(PROBLEM)
Convert each of the entries below into a JSON list of strings, one string per line, leaving out blank lines.

----------

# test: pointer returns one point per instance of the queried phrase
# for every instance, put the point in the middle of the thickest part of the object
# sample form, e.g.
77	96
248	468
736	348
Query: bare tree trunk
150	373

----------

(RESULT OF THE EXERCISE)
[
  "# test: pointer returns one point per instance of the queried phrase",
  "# for every instance, put the point in the middle of the thickest part of the object",
  "# sample form, e.g.",
  "77\t96",
  "248\t468",
  "736\t348",
  "Query: bare tree trunk",
  "150\t373"
]